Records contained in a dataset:
###

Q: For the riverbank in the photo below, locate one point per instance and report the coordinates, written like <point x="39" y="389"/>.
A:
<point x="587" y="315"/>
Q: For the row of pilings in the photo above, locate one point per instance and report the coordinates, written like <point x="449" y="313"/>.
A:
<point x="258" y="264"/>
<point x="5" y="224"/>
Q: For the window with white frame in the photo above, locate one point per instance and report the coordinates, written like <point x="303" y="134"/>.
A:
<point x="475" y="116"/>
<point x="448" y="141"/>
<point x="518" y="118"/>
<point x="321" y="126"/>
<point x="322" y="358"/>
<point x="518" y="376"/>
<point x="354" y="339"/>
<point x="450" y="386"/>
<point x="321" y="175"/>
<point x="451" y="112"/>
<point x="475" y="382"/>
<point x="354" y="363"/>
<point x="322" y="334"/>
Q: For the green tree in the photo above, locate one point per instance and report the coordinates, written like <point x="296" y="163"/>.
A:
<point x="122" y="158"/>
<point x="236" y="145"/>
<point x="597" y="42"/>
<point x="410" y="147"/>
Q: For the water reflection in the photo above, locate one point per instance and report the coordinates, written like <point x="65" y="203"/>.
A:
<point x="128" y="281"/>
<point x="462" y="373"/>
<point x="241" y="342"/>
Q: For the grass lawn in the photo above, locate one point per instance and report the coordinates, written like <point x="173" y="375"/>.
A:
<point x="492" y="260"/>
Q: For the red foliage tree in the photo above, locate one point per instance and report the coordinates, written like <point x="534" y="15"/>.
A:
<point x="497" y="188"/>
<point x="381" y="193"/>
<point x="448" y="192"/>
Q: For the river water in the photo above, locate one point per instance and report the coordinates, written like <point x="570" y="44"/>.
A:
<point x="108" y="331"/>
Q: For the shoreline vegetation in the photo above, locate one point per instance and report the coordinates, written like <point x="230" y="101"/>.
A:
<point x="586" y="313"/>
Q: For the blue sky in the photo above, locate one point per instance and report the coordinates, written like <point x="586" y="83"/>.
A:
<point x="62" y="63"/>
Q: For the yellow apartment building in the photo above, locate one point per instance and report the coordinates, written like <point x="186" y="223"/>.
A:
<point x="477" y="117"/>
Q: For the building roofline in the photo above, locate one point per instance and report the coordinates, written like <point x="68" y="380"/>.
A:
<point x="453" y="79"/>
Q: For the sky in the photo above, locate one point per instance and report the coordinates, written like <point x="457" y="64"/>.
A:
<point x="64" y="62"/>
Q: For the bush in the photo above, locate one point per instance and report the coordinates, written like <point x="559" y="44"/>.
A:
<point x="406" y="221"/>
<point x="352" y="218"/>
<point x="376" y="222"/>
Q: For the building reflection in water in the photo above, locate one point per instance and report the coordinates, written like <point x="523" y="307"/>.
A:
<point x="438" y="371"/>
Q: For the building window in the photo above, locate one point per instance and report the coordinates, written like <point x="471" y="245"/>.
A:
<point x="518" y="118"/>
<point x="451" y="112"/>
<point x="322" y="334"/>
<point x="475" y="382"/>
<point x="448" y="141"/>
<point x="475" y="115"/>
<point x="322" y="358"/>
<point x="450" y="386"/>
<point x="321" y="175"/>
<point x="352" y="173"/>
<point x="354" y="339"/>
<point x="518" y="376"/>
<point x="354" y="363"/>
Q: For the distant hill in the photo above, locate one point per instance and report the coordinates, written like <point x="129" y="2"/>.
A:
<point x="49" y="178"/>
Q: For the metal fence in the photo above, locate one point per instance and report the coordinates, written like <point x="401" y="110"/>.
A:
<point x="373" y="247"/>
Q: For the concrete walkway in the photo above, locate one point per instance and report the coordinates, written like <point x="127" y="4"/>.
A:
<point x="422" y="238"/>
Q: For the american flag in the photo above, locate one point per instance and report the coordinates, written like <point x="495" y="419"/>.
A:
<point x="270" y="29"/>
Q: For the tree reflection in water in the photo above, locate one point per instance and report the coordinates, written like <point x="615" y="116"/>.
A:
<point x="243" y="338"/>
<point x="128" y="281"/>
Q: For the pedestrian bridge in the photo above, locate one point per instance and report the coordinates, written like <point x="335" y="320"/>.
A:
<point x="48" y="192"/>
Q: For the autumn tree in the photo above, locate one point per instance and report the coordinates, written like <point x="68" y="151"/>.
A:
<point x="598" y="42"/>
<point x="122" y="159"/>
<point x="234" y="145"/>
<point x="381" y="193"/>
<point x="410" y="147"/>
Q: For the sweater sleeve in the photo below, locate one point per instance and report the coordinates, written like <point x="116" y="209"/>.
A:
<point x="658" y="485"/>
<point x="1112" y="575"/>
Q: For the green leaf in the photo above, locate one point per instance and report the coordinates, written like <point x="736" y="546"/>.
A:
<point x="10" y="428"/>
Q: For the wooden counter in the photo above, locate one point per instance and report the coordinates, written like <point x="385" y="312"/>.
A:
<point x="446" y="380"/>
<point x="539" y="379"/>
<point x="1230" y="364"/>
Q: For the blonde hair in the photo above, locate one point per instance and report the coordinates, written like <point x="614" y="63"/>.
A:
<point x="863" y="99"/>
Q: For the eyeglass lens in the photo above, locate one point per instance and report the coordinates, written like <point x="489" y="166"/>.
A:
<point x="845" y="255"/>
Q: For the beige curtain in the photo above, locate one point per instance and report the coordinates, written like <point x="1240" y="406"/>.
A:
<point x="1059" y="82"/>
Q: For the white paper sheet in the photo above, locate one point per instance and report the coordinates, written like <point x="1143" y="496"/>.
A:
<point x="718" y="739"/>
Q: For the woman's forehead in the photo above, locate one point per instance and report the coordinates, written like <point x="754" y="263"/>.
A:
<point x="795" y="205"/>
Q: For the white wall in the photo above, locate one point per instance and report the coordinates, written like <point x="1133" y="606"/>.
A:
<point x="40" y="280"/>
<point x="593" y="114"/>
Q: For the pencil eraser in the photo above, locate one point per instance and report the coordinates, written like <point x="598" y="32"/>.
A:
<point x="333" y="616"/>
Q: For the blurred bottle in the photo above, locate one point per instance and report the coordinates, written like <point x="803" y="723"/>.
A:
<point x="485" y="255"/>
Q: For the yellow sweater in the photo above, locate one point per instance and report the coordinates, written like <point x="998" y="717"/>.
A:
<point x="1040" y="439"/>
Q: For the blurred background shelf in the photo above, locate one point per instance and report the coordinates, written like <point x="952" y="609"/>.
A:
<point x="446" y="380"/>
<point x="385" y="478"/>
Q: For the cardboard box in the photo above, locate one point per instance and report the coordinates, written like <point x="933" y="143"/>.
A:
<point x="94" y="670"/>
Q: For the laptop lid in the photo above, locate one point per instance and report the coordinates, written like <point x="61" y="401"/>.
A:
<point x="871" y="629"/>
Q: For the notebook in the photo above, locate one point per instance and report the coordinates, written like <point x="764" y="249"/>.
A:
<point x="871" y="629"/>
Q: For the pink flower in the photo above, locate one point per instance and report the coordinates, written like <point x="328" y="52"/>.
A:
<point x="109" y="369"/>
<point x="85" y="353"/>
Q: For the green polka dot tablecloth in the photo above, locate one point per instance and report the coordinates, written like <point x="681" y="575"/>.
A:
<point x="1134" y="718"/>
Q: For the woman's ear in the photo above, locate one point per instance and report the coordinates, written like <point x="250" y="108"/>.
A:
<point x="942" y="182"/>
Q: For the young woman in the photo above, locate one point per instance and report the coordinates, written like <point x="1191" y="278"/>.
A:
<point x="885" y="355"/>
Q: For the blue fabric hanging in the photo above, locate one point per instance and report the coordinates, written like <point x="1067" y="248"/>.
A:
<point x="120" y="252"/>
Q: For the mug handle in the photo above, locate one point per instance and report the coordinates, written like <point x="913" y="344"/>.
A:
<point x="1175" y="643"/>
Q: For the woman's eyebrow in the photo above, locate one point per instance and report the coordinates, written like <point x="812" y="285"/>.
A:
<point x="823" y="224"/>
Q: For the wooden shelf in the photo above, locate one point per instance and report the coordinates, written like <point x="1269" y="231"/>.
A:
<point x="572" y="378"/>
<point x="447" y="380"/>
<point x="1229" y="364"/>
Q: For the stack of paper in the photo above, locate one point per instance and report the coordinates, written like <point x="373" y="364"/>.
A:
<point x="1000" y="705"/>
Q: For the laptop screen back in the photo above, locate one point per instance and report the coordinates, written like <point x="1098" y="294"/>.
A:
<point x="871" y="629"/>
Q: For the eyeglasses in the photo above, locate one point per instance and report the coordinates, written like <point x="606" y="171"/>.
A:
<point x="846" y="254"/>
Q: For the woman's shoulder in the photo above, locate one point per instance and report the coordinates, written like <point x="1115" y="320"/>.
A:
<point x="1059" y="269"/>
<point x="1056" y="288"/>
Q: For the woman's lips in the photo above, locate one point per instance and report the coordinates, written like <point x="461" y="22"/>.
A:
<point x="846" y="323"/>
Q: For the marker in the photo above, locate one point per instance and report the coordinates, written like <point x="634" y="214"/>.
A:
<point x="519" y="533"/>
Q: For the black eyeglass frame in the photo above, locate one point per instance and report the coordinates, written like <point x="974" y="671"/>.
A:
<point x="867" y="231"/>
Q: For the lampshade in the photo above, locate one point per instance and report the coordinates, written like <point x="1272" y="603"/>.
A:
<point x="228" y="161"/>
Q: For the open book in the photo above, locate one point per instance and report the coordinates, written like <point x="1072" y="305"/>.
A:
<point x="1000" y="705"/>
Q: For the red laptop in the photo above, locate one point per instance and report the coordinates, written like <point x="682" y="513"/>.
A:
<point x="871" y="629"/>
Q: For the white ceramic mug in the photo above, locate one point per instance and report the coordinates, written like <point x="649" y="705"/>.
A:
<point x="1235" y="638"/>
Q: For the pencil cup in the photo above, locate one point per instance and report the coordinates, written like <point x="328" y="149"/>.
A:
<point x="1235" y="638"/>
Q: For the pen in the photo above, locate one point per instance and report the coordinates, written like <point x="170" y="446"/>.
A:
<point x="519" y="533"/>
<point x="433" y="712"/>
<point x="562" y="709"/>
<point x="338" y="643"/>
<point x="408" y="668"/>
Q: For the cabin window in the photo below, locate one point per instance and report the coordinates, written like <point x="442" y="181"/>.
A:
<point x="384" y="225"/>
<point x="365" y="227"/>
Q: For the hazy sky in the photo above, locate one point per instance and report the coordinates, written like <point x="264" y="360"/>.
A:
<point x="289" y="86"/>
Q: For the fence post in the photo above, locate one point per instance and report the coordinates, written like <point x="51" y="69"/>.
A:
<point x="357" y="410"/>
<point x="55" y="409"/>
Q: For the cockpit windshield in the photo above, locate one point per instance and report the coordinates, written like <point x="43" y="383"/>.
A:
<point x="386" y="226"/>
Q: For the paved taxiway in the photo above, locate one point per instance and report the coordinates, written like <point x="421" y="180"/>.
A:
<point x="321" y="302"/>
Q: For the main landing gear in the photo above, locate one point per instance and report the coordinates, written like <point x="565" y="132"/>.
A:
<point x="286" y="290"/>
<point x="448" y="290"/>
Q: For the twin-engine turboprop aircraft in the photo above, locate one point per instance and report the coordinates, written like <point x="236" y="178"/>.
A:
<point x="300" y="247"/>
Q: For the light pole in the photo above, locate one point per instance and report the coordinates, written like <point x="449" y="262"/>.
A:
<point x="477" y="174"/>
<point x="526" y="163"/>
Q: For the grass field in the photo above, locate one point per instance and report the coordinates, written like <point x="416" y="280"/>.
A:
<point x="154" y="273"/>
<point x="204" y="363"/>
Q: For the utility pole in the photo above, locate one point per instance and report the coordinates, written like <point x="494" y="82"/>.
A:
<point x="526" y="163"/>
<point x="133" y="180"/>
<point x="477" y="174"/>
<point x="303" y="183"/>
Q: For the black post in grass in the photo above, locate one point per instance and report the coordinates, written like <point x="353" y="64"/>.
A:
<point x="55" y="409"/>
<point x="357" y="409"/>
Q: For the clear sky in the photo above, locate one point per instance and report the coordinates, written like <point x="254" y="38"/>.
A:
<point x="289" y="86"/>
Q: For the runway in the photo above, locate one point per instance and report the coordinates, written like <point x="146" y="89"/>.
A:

###

- **SET EXERCISE**
Return exactly the lines from the one containing "Q: For the grass field" to the last line of the data, and nothing more.

- **CORRECT RESPONSE**
Q: For the grass field in the photo above, locate one point per instance and report the coordinates, written like <point x="416" y="280"/>.
A:
<point x="154" y="273"/>
<point x="204" y="363"/>
Q: For the utility pole in the photo above, locate one point per instance and report the coordinates, written like <point x="494" y="82"/>.
A:
<point x="526" y="163"/>
<point x="133" y="180"/>
<point x="477" y="174"/>
<point x="303" y="183"/>
Q: For the black post in grass in the photo above, locate one point per instance and report the coordinates, written like <point x="353" y="64"/>.
A:
<point x="55" y="409"/>
<point x="357" y="409"/>
Q: For the clear sky in the photo above, locate one point per instance and report the coordinates, written like <point x="254" y="38"/>.
A:
<point x="289" y="86"/>
Q: For the runway in the photo above, locate one point per instance and report the coordinates, written like <point x="146" y="89"/>.
A:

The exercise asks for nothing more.